GIVEN TEXT:

Get with the Programmers

“We try to instil a workplace mindset from the beginning, to better prepare students for the real world of work,” said Cassidy.

Any entrepreneur will tell you that the secret of a successful start-up is spotting a gap in a market and filling it. This usually involves solving a problem that prospective customers have been struggling with. For Anthony Quigley, it’s been around education, focusing on increasingly in-demand professional skills that are poorly served by more traditional training. First he did it with the Digital Marketing Institute, empowering marketing professionals with new skills for the social media era. Now, he’s tackled programming.

In 2015, he launched the Code Institute, a bootcamp for coders that sets out to address widely recognised skills shortages, hampering the growth of technology companies. With so many multinationals located in Ireland and a healthy indigenous sector, there was no shortage of local demand but Quigley had an eye on a much bigger market that he could serve with ‘one-to-many’ online courses.

Jim Cassidy, chief executive, takes up the story.

“By 2020, there are expected to be 800,000 vacant ICT roles across Europe and over a million in the US. So it became clear to Anthony that the traditional methodology being used for teaching in universities isn’t fit for purpose”

Founders of the Code Institute are not criticising what third-level technical courses teach; they’re just setting out to do something different. A computer science degree that takes four years to complete will not provide the throughput of skills the tech industry currently needs, according to Cassidy, and the sheer pace of technological change means that a lot of what students learn may be out of date by the time they graduate.

With 48-week full-time courses and 4-month part-time, the goal is to get jobready developers into the market faster and arm them with the skills that companies urgently need. The institute has been built from the ground up to be more agile than traditional colleges and will put on courses to meet spikes in demand. Its Industry Advisory Council, made up of corporates like Accenture and Morgan McKinley, recruits graduates from the institute and provides a useful barometer of the skills in demand. “We continually update, amend and change our courses based on their feedback, which helps us make sure courses are absolutely relevant,” said Cassidy.

Programme director Brian O’Grady is keen to stress that it’s not the aim or ambition of the institute to compete with a full degree. He describes the courses as “narrow scope, deep learning,” as opposed to universities that tend to be “broad scope, shallow on topics”. The big difference is that each course is hugely condensed. “When I did my postgraduate studies, I would have done around 49 hours of coding in a year. We’re doing 600 hours. It’s a very immersive experience as opposed to something that’s spread out over four years.”

The other big difference is that course participants are treated more like employees than students and given projects and practical assignments on a daily basis. “We try to instil a workplace mindset from the beginning, to better prepare students for the real world of work,” said Cassidy. “That’s why it’s project rather than exam-based. When a student is being interviewed for a job, they can show work that they’ve actually done.”

For any courses to be credible, they need to be accredited and internationally recognised. The institute’s diplomas conform to the requirements of the European educational framework and have been recognised by Edinburgh Napier University. Having identified the market and ticked the educational boxes, the focus has turned to growing the business.

In 2016, the institute raised €500,000 syndicated investment from Kernel Capital and Enterprise Ireland, which has been used to fuel overseas expansion. The biggest differentiator from bricks-and-mortar colleges is that 90% of its courses are taught online, which is fundamental to the start-up’s plans to grow internationally.

Raw records:
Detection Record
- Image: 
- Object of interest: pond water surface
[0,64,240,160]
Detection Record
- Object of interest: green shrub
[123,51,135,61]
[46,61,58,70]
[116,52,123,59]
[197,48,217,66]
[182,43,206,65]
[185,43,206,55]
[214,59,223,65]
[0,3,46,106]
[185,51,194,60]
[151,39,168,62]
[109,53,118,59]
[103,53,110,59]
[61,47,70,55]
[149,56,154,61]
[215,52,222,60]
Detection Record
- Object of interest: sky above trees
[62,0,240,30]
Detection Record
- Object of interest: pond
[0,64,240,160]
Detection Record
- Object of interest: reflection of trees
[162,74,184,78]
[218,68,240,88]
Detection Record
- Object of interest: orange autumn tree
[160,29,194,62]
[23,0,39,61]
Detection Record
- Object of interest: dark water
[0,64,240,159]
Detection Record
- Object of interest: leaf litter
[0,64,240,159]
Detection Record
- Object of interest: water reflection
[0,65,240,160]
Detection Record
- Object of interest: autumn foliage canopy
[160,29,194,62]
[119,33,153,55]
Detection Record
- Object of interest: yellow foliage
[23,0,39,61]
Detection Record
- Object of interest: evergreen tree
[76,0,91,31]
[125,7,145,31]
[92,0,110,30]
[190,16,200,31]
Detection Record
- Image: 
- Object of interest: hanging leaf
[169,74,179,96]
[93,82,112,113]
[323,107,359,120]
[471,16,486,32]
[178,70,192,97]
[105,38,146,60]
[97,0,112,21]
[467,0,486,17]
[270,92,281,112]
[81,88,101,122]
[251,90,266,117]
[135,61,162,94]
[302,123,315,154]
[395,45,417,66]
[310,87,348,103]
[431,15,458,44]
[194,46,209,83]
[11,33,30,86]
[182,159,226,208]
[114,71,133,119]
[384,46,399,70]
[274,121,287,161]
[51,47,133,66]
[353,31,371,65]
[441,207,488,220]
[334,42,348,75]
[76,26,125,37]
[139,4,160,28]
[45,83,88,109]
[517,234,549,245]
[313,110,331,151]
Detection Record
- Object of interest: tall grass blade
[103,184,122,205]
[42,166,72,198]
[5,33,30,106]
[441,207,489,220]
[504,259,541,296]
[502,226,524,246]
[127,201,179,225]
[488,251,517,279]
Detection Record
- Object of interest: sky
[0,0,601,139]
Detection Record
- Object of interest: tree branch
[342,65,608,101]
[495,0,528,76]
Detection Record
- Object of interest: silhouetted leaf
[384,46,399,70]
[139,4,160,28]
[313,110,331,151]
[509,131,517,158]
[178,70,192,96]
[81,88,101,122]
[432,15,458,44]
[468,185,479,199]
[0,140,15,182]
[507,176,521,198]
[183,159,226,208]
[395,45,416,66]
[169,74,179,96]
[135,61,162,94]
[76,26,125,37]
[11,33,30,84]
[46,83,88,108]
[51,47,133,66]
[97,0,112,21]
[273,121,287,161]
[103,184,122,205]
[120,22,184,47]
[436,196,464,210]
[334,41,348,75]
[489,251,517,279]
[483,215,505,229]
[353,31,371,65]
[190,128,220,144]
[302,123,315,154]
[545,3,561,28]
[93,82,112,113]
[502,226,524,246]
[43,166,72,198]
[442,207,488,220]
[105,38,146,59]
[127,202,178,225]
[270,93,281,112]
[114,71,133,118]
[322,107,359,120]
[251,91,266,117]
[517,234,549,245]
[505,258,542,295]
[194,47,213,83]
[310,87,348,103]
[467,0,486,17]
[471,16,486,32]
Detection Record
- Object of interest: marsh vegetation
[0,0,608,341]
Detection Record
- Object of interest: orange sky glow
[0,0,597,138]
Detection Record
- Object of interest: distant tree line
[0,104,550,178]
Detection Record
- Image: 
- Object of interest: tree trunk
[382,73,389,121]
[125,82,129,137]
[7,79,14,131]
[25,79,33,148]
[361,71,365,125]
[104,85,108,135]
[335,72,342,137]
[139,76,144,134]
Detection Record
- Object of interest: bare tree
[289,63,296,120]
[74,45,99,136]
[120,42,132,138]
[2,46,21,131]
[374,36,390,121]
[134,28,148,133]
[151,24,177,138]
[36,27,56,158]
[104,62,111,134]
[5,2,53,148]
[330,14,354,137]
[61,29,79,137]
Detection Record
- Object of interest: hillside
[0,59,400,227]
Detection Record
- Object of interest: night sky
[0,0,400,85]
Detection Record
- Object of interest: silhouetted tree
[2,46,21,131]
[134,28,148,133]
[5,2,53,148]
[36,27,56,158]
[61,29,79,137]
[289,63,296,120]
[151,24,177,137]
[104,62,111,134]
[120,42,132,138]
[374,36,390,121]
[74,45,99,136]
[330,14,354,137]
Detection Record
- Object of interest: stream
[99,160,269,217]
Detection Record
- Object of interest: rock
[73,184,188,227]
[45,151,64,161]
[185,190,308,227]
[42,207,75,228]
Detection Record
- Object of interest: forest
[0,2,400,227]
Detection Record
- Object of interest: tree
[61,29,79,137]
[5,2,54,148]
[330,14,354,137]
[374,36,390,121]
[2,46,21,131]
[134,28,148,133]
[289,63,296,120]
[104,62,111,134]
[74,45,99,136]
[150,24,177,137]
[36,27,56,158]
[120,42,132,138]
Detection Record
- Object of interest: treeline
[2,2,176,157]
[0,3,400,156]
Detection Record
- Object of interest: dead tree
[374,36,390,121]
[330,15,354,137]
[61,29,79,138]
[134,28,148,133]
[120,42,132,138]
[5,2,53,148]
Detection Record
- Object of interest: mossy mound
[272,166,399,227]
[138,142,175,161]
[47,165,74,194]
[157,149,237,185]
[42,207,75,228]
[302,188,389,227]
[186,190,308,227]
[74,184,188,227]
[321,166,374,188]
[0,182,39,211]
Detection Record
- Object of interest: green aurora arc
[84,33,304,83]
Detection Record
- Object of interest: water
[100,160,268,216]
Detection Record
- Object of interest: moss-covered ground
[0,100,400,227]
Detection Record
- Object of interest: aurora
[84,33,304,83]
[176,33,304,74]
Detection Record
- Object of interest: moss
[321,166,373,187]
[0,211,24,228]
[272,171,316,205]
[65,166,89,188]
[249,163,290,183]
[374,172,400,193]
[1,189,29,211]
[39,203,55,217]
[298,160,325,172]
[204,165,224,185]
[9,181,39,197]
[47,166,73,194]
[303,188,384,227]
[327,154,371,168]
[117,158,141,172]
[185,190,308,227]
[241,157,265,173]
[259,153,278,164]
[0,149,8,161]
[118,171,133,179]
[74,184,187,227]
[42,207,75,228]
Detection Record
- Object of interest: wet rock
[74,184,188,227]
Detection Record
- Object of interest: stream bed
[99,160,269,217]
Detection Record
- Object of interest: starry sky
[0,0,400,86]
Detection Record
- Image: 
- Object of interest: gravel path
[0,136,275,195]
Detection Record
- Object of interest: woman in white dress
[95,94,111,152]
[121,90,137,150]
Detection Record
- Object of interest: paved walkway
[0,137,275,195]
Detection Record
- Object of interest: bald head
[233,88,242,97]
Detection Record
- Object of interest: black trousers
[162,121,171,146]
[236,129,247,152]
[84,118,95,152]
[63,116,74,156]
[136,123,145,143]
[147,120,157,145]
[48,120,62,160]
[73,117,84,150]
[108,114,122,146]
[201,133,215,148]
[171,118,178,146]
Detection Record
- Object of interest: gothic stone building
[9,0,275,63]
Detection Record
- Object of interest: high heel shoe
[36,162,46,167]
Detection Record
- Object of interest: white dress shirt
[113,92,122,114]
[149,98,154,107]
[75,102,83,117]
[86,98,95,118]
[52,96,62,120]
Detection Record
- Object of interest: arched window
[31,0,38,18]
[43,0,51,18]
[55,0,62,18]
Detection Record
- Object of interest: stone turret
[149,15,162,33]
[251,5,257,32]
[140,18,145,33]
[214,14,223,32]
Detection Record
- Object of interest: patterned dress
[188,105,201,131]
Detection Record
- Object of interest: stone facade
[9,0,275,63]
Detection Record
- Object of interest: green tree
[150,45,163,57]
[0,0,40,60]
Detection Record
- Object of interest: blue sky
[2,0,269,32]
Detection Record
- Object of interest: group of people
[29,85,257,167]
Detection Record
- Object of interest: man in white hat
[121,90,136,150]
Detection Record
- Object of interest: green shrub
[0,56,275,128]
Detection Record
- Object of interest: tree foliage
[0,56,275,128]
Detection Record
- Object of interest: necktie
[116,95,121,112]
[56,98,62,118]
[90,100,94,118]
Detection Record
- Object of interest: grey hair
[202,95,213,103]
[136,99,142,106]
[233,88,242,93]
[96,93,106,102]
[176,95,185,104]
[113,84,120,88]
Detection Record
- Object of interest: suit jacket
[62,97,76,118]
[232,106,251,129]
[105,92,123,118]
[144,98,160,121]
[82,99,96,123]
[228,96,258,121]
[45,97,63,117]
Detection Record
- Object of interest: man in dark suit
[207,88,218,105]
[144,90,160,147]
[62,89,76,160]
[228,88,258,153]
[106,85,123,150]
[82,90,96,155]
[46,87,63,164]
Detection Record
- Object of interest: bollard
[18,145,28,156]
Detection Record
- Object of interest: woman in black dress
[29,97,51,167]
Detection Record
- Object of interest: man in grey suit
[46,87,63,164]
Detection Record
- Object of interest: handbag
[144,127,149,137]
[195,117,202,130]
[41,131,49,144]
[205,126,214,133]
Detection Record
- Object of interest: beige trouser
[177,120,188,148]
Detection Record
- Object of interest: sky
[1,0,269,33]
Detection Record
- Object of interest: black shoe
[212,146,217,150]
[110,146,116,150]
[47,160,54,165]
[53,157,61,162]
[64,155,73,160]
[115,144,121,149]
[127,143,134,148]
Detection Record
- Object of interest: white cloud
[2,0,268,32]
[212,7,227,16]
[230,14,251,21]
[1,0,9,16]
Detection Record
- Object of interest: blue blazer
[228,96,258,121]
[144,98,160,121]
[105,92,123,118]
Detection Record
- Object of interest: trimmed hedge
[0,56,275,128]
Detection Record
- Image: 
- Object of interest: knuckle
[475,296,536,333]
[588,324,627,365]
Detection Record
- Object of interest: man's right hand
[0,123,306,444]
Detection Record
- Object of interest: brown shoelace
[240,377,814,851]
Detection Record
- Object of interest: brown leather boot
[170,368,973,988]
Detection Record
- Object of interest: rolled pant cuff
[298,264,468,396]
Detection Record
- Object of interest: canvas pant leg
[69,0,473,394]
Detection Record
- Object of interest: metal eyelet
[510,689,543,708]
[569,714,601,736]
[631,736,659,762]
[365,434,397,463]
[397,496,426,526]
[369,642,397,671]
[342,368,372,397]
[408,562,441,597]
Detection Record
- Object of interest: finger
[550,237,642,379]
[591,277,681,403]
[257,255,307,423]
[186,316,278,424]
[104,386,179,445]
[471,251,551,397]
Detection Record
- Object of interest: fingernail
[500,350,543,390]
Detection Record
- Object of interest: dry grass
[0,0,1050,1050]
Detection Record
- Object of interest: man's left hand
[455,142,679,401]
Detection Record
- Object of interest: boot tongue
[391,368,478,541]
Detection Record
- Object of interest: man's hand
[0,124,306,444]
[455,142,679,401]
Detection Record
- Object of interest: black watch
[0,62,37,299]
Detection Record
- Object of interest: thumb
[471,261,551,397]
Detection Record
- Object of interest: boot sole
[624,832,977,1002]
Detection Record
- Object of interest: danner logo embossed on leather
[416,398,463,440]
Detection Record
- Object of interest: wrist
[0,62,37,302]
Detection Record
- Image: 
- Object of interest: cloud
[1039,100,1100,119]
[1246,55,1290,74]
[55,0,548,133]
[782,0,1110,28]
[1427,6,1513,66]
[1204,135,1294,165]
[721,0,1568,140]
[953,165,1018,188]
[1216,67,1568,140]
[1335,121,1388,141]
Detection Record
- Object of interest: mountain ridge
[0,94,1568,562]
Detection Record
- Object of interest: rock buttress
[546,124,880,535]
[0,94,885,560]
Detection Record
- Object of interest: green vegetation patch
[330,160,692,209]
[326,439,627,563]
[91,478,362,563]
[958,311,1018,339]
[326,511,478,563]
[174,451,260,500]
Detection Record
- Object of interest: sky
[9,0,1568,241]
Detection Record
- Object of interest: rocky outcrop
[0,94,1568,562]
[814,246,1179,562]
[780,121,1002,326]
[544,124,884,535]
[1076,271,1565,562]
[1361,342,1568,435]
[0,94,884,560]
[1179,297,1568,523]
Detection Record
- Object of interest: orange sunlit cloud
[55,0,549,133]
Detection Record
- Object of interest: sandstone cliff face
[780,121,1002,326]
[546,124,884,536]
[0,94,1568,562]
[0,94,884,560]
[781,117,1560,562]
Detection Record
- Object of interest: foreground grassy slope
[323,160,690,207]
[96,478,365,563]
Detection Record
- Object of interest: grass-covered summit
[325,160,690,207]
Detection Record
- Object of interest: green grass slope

WHAT TO PRODUCE:
List the full name of every person mentioned in the Code Institute article above.

PROBLEM SOLUTION:
Anthony Quigley
Jim Cassidy
Brian O'Grady